▶ _Task item 1_
For each of statements (a), (b) and (c), say whether it agrees with the passage on AI and software engineering. Answer yes or no and quote the deciding words of the passage: (a) software engineering will soon be replaced by AI; (b) a marketer's claim should be assumed to be at best technically true; (c) AI produces plausible-looking code because of the way it was trained.
▶ _Task item 2_
List every check that the passage on AI and software engineering says a code reviewer will make sure of.
▶ _Task item 3_
Extend the passage on AI and software engineering beyond its final sentence.

▶ _Selected passage_
And would you even do this, as the code reviewer? Or will you just make sure the code makes sense, is maintainable, and doesn't break the architecture?

This all leads to a conclusion that software engineering isn't getting replaced by AI any time soon. Someone needs to be there to figure out what context is relevant when things go wrong, because they inevitably will.


This is especially true if the marketing team claims that humans were validating every step, but the actual humans did not exist or did no such thing.

If a marketer claims something, it is safe to assume the claim is at best 'technically true'. Only if an actual engineer backs the claim it can start to mean something.


the problem with "AI" is that by the very way it was trained: it produces plausible looking code

so the "reviewing" process will be looking for the needles in the haystack

when you have no understanding, or mental model of how it works, because there isn't one

it's a recipe for disaster for anything other than trivial projects


The learning is "they lied". After all, apart from marketing materials making a claim, where is the evidence?

▶ _Source information_
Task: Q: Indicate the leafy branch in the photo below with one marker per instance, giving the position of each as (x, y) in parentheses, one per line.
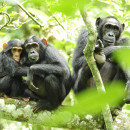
(4, 13)
(21, 6)
(88, 52)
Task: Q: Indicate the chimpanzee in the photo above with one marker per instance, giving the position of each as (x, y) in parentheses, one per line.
(109, 31)
(49, 75)
(11, 73)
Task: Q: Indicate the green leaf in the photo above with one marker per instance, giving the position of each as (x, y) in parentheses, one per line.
(122, 57)
(90, 102)
(68, 7)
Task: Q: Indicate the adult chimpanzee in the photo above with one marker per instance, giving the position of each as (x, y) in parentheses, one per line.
(11, 82)
(109, 31)
(49, 75)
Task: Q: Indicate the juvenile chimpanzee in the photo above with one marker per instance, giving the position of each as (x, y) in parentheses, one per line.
(11, 82)
(109, 31)
(49, 75)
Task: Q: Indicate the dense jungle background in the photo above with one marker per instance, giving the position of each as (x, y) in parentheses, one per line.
(59, 22)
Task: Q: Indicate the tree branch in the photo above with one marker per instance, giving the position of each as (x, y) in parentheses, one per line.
(88, 52)
(21, 6)
(7, 22)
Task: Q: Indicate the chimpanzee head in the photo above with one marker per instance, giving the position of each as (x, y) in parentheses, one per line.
(15, 48)
(109, 30)
(34, 48)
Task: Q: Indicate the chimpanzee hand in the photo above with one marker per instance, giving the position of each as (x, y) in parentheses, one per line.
(99, 53)
(127, 99)
(30, 81)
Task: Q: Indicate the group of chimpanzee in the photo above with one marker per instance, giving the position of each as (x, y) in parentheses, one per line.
(48, 76)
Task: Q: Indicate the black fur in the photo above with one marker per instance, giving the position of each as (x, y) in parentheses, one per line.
(50, 74)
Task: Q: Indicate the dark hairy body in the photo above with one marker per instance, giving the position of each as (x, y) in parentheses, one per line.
(109, 31)
(11, 72)
(49, 75)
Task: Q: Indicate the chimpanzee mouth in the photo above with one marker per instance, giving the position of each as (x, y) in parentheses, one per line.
(33, 59)
(108, 42)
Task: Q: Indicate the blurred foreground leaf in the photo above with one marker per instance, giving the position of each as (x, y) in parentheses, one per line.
(90, 102)
(68, 7)
(122, 57)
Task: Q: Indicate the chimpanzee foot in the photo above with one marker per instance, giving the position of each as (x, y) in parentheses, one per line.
(43, 105)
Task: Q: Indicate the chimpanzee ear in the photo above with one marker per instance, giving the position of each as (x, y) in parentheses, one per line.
(123, 26)
(4, 45)
(44, 41)
(98, 21)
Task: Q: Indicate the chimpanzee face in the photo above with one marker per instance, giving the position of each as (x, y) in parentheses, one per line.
(16, 52)
(110, 30)
(32, 50)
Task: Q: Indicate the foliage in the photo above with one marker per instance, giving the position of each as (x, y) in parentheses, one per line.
(62, 22)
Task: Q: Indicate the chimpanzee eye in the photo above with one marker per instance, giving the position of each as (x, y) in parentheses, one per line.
(14, 49)
(116, 28)
(108, 26)
(28, 47)
(35, 45)
(19, 50)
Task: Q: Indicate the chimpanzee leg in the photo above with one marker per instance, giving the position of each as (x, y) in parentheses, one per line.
(52, 88)
(81, 82)
(16, 88)
(5, 84)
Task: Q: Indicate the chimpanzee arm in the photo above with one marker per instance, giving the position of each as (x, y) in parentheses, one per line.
(39, 69)
(78, 58)
(21, 71)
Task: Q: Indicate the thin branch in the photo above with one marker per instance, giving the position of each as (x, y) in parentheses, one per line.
(58, 22)
(7, 22)
(21, 6)
(88, 52)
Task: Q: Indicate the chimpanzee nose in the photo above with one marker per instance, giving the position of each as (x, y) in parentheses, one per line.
(32, 52)
(110, 35)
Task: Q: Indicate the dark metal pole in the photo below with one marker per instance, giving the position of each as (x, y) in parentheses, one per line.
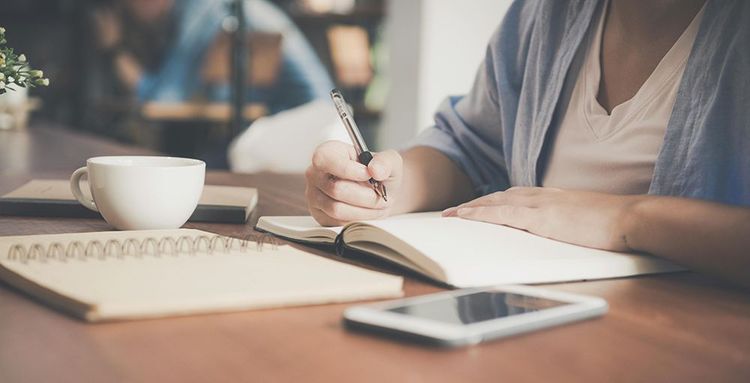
(239, 65)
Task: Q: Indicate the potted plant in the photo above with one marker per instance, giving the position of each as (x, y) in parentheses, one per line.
(16, 76)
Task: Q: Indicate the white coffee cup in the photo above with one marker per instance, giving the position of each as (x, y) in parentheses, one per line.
(141, 192)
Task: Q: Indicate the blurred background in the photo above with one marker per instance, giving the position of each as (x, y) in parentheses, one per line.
(159, 73)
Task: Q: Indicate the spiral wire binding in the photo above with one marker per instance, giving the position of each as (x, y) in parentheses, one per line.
(166, 246)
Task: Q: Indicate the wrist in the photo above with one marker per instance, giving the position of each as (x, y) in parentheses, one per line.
(633, 222)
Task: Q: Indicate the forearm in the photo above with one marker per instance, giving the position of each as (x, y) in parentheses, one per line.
(431, 181)
(705, 236)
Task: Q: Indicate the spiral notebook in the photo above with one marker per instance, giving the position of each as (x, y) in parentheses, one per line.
(465, 253)
(155, 273)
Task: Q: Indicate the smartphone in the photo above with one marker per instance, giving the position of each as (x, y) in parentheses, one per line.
(470, 316)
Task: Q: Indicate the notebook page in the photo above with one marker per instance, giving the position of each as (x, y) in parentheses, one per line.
(475, 253)
(303, 228)
(149, 285)
(307, 229)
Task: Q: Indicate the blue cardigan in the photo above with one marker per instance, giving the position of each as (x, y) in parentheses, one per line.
(497, 132)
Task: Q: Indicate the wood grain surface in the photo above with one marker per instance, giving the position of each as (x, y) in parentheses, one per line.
(674, 328)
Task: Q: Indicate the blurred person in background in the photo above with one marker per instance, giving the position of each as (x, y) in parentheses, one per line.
(158, 50)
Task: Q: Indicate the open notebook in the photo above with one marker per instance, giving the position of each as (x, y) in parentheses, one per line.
(466, 253)
(154, 273)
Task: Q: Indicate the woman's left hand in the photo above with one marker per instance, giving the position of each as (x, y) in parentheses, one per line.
(584, 218)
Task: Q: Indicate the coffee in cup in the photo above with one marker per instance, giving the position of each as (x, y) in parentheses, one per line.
(141, 192)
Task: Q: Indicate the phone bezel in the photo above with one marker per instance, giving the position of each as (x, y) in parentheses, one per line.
(577, 307)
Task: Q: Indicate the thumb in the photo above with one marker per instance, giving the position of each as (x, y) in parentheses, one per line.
(385, 164)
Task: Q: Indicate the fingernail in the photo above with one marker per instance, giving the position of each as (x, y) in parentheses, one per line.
(376, 171)
(447, 212)
(464, 211)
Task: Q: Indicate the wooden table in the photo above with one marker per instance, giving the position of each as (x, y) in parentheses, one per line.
(675, 328)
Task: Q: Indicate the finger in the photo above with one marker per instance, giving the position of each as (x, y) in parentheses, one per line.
(527, 197)
(340, 211)
(338, 159)
(385, 164)
(520, 217)
(354, 193)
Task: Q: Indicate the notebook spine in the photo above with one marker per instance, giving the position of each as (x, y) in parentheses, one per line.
(130, 247)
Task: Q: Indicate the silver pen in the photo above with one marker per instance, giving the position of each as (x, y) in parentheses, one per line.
(363, 154)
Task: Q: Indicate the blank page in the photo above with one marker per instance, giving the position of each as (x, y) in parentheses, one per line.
(118, 286)
(475, 253)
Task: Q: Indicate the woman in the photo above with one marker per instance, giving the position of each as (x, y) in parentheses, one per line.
(619, 125)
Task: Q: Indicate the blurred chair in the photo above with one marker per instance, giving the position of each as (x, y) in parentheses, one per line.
(264, 63)
(285, 142)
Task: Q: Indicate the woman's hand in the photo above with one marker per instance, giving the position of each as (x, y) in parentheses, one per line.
(338, 190)
(584, 218)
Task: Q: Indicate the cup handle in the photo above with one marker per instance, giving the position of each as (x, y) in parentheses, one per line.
(75, 187)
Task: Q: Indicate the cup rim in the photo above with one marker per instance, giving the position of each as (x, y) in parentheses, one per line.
(181, 162)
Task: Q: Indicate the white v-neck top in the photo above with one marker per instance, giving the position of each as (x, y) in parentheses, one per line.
(616, 152)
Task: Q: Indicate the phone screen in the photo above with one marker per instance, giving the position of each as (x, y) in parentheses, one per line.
(476, 307)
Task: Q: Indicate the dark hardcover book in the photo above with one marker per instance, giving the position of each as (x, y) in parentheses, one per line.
(52, 198)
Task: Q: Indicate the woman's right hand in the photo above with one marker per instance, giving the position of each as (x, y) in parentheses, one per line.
(338, 190)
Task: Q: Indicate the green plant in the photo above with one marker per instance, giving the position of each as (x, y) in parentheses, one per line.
(15, 70)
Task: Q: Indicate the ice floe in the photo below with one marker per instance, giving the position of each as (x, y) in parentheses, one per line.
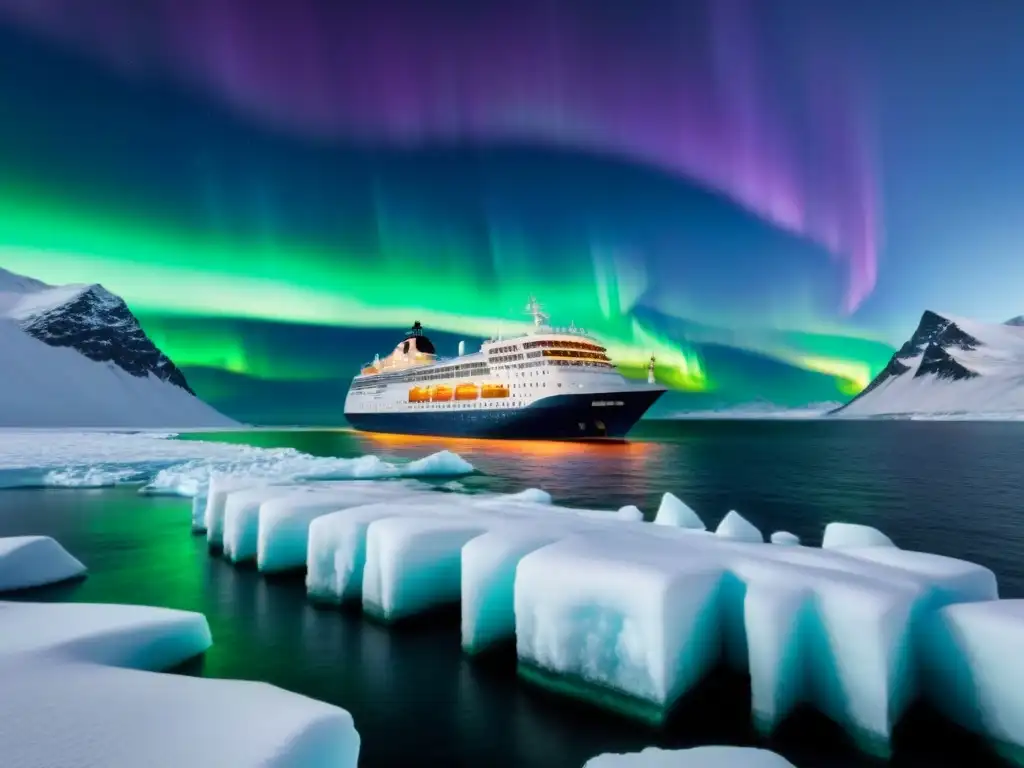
(785, 539)
(737, 527)
(45, 458)
(843, 535)
(675, 512)
(699, 757)
(34, 561)
(80, 688)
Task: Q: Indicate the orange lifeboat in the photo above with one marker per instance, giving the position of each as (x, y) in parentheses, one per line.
(467, 392)
(495, 390)
(419, 394)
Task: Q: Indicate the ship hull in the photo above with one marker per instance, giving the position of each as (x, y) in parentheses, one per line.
(562, 417)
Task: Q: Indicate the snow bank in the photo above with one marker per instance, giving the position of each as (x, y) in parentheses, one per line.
(33, 561)
(630, 512)
(283, 537)
(700, 757)
(632, 622)
(843, 535)
(974, 675)
(36, 459)
(413, 564)
(785, 539)
(605, 621)
(674, 512)
(488, 569)
(736, 526)
(74, 671)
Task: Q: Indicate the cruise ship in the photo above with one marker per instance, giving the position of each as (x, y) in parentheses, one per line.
(550, 383)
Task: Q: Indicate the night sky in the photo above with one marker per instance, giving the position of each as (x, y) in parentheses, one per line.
(765, 196)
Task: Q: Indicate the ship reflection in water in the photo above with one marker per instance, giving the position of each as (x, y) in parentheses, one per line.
(555, 466)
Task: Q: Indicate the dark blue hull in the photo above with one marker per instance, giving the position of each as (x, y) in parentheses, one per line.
(562, 417)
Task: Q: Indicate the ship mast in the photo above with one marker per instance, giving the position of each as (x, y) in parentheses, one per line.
(535, 309)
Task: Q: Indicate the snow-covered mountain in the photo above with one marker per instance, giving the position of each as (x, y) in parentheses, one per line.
(950, 366)
(76, 356)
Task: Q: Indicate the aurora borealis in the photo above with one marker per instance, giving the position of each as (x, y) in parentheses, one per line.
(275, 187)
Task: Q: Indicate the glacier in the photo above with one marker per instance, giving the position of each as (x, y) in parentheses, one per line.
(698, 757)
(165, 466)
(88, 673)
(28, 561)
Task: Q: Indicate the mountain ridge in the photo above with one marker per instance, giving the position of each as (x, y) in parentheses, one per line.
(949, 365)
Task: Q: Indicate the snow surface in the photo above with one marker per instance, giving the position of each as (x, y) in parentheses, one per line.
(785, 539)
(700, 757)
(975, 678)
(33, 561)
(995, 392)
(78, 691)
(674, 512)
(42, 458)
(46, 386)
(845, 535)
(737, 527)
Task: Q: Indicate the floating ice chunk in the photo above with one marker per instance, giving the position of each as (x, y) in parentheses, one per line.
(64, 672)
(283, 539)
(785, 539)
(630, 512)
(488, 567)
(116, 635)
(674, 512)
(241, 528)
(700, 757)
(199, 512)
(736, 526)
(35, 560)
(441, 464)
(535, 496)
(842, 535)
(216, 497)
(85, 715)
(945, 579)
(632, 628)
(976, 679)
(415, 563)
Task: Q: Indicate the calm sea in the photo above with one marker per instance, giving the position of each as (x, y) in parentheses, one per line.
(954, 488)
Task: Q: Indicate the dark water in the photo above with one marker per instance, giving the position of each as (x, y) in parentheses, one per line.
(947, 487)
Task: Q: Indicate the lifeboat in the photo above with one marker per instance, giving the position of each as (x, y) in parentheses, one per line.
(467, 392)
(495, 390)
(419, 394)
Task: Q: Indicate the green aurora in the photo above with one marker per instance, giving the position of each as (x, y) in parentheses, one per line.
(192, 289)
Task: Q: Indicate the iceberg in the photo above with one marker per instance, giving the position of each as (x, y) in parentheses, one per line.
(674, 511)
(88, 674)
(284, 522)
(843, 535)
(736, 526)
(699, 757)
(414, 564)
(973, 676)
(785, 539)
(35, 561)
(488, 570)
(632, 629)
(630, 512)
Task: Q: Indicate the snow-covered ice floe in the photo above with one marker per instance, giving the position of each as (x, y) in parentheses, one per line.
(28, 561)
(44, 458)
(86, 673)
(700, 757)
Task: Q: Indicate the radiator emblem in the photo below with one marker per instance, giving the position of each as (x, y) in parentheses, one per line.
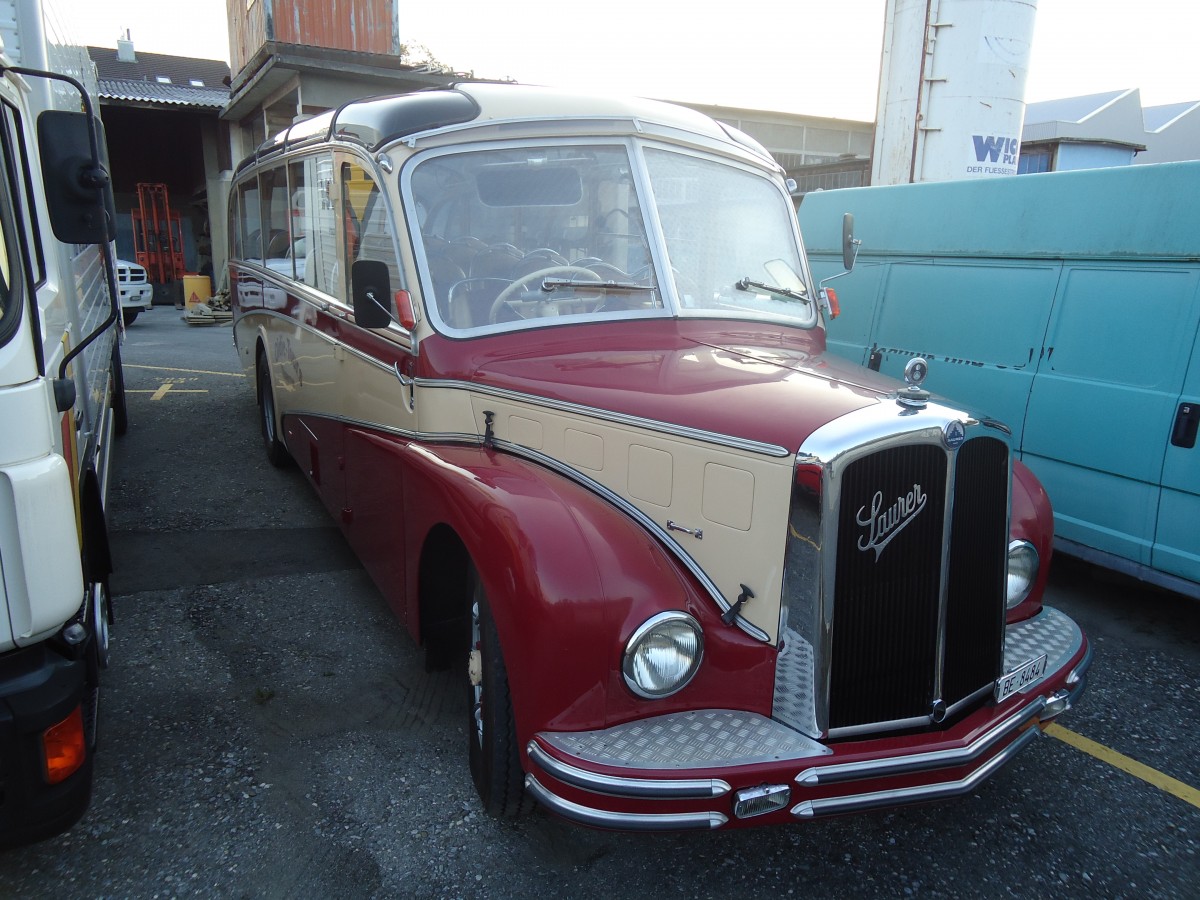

▶ _Response area 1_
(a) No: "software engineering isn't getting replaced by AI any time soon"
(b) Yes: "it is safe to assume the claim is at best 'technically true'"
(c) Yes: "by the very way it was trained: it produces plausible looking code"

▶ _Response area 2_
- The code makes sense.
- The code is maintainable.
- The code doesn't break the architecture.

▶ _Response area 3_
Wait, we think they’re lying because an advisory was eventually found? We think that should be impossible with people involved?

Reading the necessary RFC is table stakes. Instead we got this:

>"NOOOOOOOO!!!! You can't just use an LLM to write an auth library!"

>"haha gpus go brrr"

(Those lines remain in the readme, even now: https://github.com/cloudflare/workers-oauth-provider?tab=rea...)


To me it's likely, given the extremely rudimentary nature of that issue.

If you're asking in good faith,

> Every line was thoroughly reviewed and cross-referenced with relevant RFCs

The issue in the CVE comes from direct contradiction of the RFC. The RFC says you MUST check redirect uris (and, as anyone who's ever worked with oauth knows, all the functionality around redirect uris is a staple of how oauth works in the first place -- this isn't some obscure edge case). They didn't make a mistake, they simply did not implement this part of the spec.

When they said every line was "thoroughly reviewed" and "cross referenced", yes, they lied.


I mean, you can't review or cross reference something that isn't there... So interpreting in good faith, technically, maybe they just forgot to also check for completeness? /s


https://www.linkedin.com/in/nick-kuntz-61551869/

DevSecOps Engineer United States Army Special Operations Command · Full-time

Jun 2022 - Jul 2025 · 3 yrs 2 mos

Honestly, it is a little scary to see someone with a serious DevSecOps background ship an AI project that looks this sloppy and unreviewed. It makes you question how much rigor and code quality made it into their earlier "mission critical" engineering work.


Tbf, there is no one with a ‘serious DevSecOps background’. It’s an incredibly strong hint that the person is largely a goof.

Maybe, but the group of people they are/were working with are Extremely Serious, and Not Goofs.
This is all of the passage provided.